Repeat precisely the span of lines below that opens with the line containing "like [710, 63]." and closes with the line containing "like [209, 606].", both included.

• Extracted information:
++++

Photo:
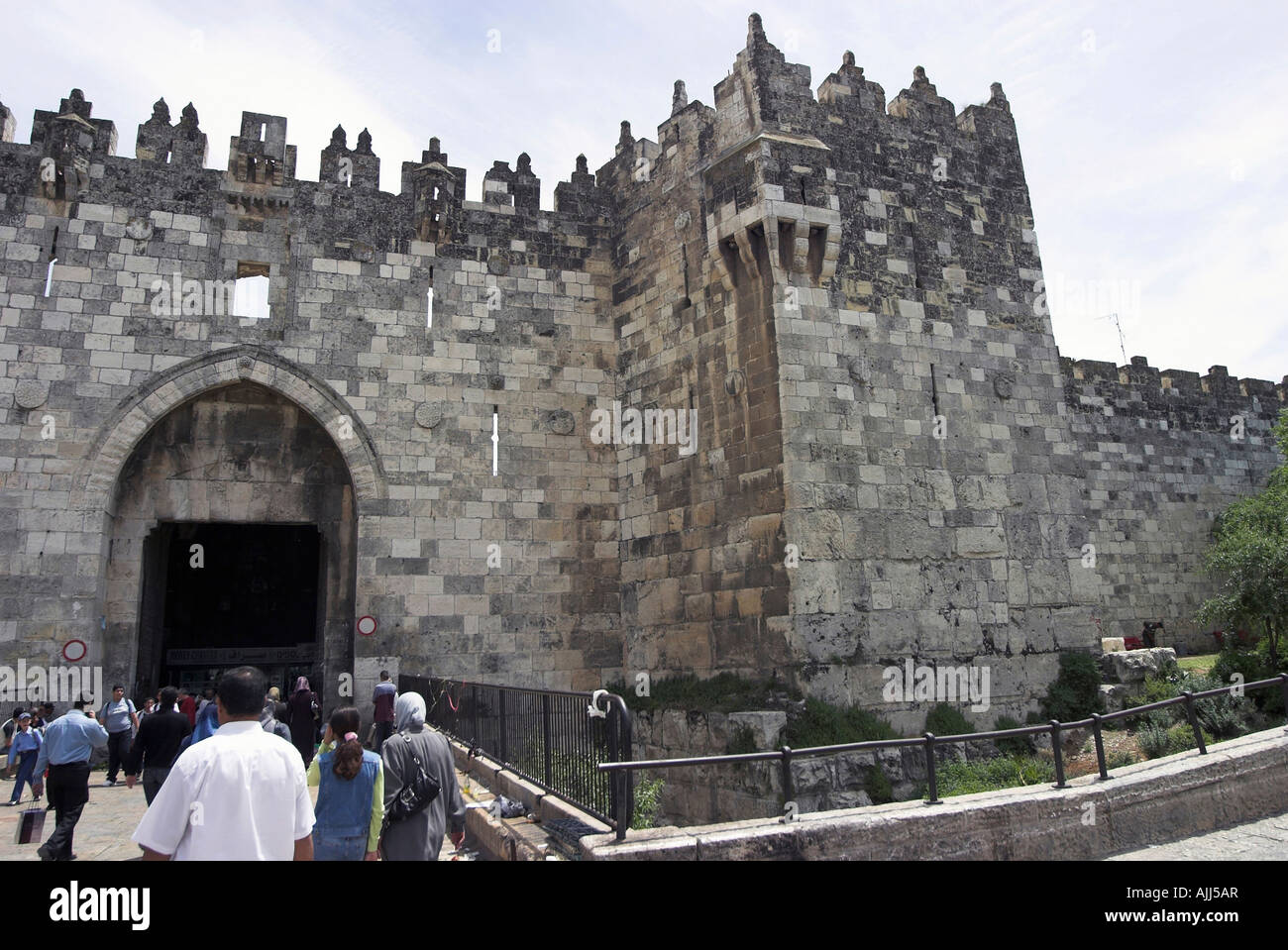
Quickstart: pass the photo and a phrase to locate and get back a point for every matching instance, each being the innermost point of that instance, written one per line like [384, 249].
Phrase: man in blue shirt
[384, 699]
[68, 743]
[120, 720]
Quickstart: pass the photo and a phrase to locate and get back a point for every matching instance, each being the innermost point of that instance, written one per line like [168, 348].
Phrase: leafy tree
[1249, 558]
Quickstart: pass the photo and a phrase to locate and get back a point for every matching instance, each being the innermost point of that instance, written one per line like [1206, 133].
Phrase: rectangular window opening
[250, 290]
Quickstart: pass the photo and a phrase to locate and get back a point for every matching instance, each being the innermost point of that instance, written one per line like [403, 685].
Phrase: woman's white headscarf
[410, 710]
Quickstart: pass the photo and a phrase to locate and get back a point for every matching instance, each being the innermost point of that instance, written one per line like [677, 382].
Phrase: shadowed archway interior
[244, 482]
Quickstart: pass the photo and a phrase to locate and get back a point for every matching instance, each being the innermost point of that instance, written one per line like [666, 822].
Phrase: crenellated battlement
[1141, 390]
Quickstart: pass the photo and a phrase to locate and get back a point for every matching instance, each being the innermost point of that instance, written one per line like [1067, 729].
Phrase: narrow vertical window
[53, 259]
[496, 438]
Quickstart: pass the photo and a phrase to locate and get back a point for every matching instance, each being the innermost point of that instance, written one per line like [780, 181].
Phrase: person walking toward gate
[120, 720]
[351, 804]
[68, 742]
[304, 716]
[24, 752]
[384, 699]
[411, 751]
[248, 787]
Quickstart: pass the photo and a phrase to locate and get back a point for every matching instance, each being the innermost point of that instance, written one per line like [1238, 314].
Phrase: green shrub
[1157, 742]
[1181, 738]
[648, 802]
[947, 720]
[877, 786]
[1250, 665]
[1076, 691]
[991, 774]
[742, 740]
[823, 723]
[1153, 740]
[1017, 746]
[1157, 688]
[724, 692]
[1120, 757]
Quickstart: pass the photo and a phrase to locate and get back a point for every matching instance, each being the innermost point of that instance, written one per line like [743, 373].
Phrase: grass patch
[724, 694]
[992, 774]
[742, 740]
[947, 720]
[1197, 665]
[823, 723]
[648, 803]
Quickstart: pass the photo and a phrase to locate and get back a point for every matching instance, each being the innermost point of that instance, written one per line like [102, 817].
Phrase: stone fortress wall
[893, 460]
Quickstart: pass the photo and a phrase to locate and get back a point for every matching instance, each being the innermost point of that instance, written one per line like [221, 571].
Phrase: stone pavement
[1256, 841]
[110, 819]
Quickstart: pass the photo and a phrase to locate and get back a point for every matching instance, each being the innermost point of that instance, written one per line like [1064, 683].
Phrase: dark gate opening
[218, 596]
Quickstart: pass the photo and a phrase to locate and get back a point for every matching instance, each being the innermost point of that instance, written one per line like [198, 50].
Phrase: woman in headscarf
[304, 714]
[420, 837]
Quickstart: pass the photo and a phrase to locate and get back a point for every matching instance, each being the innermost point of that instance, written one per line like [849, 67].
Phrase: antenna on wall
[1122, 343]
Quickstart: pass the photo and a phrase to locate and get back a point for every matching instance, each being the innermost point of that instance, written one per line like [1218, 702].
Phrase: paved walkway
[110, 819]
[1256, 841]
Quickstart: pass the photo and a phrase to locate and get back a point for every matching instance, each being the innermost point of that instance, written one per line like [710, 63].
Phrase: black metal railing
[928, 742]
[550, 738]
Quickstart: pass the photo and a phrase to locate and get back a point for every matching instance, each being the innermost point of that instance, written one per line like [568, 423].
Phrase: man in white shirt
[241, 794]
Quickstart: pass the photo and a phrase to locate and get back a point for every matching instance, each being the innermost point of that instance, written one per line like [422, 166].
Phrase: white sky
[1153, 133]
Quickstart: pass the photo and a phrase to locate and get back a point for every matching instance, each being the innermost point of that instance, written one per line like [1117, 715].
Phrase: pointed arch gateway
[261, 472]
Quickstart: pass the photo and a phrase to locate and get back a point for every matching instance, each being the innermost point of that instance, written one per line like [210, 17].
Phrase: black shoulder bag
[416, 794]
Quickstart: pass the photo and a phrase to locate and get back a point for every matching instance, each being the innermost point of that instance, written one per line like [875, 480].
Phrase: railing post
[931, 782]
[1059, 753]
[1100, 747]
[501, 743]
[621, 794]
[789, 793]
[549, 757]
[1194, 721]
[623, 810]
[475, 697]
[1283, 683]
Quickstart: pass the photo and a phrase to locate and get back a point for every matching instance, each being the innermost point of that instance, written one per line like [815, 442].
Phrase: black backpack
[416, 794]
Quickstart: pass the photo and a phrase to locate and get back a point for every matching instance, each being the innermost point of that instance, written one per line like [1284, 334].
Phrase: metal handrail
[930, 740]
[545, 736]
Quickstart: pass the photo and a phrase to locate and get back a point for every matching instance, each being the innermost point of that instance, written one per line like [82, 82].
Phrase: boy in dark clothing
[158, 744]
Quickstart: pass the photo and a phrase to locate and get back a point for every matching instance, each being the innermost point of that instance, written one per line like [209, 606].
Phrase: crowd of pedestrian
[227, 774]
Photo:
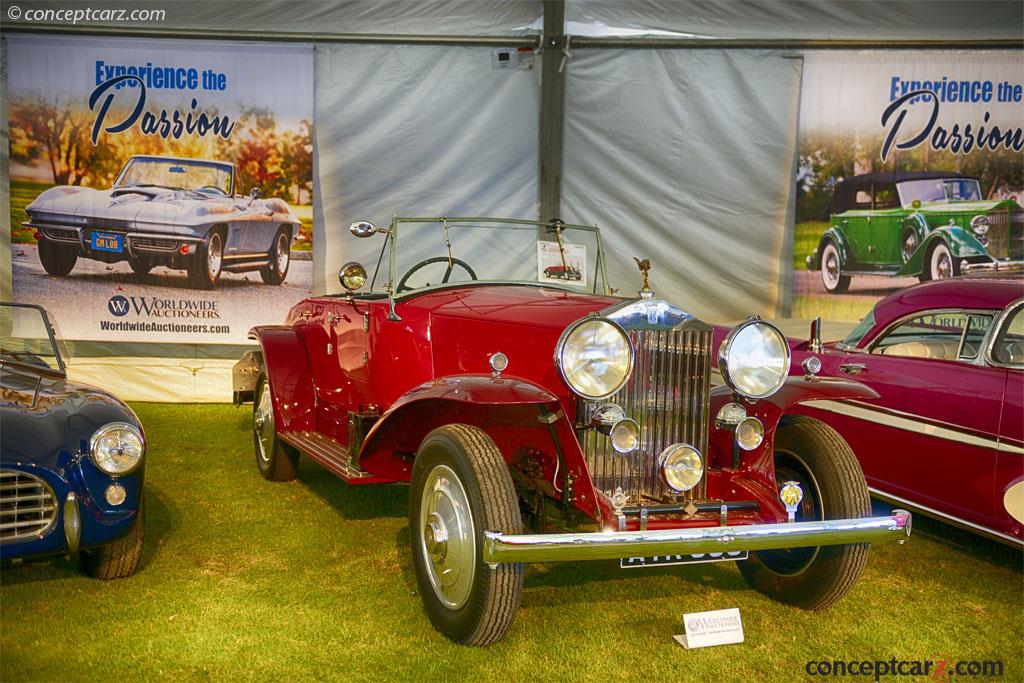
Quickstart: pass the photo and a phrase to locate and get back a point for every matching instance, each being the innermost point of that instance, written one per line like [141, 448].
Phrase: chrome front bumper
[499, 548]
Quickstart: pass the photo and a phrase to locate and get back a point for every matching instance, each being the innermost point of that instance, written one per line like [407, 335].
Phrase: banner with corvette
[909, 170]
[160, 190]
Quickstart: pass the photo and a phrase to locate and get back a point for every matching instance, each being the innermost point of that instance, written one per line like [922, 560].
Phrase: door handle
[853, 368]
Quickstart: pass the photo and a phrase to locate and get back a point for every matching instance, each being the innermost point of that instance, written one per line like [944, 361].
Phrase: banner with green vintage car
[909, 169]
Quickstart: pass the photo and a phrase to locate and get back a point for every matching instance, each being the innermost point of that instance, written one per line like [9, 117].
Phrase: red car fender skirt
[288, 372]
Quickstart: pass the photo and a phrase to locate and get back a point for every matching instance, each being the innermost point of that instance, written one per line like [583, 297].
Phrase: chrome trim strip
[955, 521]
[913, 423]
[500, 548]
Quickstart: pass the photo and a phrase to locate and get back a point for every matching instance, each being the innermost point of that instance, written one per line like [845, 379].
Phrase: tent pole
[552, 109]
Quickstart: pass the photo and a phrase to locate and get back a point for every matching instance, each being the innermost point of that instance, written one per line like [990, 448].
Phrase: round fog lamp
[625, 435]
[681, 466]
[352, 275]
[115, 494]
[750, 433]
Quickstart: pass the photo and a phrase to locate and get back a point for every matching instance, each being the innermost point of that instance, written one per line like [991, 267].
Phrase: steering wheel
[437, 259]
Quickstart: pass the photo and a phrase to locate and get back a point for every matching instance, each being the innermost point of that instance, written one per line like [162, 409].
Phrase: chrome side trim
[913, 423]
[942, 516]
[500, 548]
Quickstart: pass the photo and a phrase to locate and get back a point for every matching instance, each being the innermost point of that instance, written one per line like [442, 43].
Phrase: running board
[328, 453]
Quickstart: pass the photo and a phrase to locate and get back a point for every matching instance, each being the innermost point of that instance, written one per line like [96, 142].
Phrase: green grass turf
[243, 579]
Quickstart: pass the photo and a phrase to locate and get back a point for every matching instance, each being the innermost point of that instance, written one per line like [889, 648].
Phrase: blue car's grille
[28, 507]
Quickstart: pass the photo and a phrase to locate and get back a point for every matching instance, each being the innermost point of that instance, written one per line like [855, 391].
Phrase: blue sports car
[72, 457]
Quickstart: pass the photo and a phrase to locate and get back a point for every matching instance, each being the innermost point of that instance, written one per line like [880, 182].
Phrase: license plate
[665, 560]
[108, 242]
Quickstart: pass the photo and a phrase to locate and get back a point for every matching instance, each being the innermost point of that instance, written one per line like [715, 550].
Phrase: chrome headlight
[595, 357]
[682, 466]
[755, 358]
[979, 224]
[117, 447]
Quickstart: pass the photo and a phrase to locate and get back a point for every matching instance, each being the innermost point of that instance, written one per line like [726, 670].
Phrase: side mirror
[364, 228]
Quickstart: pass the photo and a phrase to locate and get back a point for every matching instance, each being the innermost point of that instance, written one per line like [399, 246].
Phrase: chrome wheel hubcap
[283, 254]
[263, 425]
[214, 254]
[448, 543]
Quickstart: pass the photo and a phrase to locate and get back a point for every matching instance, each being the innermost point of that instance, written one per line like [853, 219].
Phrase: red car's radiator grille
[1006, 235]
[668, 395]
[28, 507]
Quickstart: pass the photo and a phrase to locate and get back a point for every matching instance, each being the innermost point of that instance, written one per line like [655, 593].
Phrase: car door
[931, 437]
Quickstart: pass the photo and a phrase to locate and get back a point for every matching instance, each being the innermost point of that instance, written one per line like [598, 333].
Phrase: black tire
[206, 264]
[832, 269]
[121, 558]
[814, 455]
[463, 457]
[276, 461]
[281, 258]
[140, 265]
[56, 259]
[939, 263]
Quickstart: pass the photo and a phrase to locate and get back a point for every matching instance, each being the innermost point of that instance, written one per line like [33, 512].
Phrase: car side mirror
[364, 228]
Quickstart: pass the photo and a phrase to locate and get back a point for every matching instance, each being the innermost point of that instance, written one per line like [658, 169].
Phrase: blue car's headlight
[117, 447]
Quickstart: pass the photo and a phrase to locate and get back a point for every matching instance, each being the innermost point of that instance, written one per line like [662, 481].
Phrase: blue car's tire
[121, 558]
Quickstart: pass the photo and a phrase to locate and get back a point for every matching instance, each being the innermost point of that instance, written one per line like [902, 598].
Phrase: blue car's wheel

++++

• Exercise result:
Quickstart: pass the photo and a phrase to locate and get back a point for every matching instance, each being the innermost point of that instance, written one per line like [710, 63].
Phrase: black metal railing
[928, 742]
[550, 738]
Quickstart: pass the photo and a phrase to locate and get back a point for every matching instance, each being the innermost point of that instance, written one per line like [568, 423].
Phrase: man in white shirt
[241, 794]
Quickstart: pass the photo and a phrase to locate and get back a point for every matching instance, each being the innermost point of that instance, written one per line like [422, 166].
Phrase: white sky
[1153, 133]
Quickstart: pass the photo and a phrase to locate and get back a point for every matching instance, each being the innermost point of that instance, written one per line like [1117, 715].
Phrase: pointed arch gateway
[261, 472]
Quickstart: pass the photo and a phrase to locate and get back a point for every matching instance, each being the innermost point of that instance, written one per line like [210, 17].
Phrase: black shoulder bag
[416, 794]
Quickstart: pass the photo and a phrase to locate and get back a point for every matching instance, each being the innermost point of that instance, written one per line like [875, 480].
Phrase: railing post
[931, 782]
[1059, 753]
[1100, 747]
[501, 743]
[621, 794]
[789, 793]
[549, 757]
[1194, 721]
[623, 810]
[475, 697]
[1283, 683]
Quickstart: pass the photo and a phrase to locate and get back a point for every matching instance, each being the innermost point of that instance, written one per line like [815, 442].
Phrase: black backpack
[416, 794]
Quickstart: pass the photo and a phrase to locate and get back a point for every matching instance, each being the innermost point of that instance, written one per line like [1284, 334].
Phrase: metal handrail
[930, 740]
[545, 736]
Quickstart: pass the photo and a phrase to locate and get back a point for every matching instance, each being the innermost point of that instance, written one per line like [82, 82].
Phrase: boy in dark clothing
[158, 744]
Quickstart: pass the photo and a phrase to locate and get back a point for every matching instance, each being the innermost point of that instance, written one per line like [209, 606].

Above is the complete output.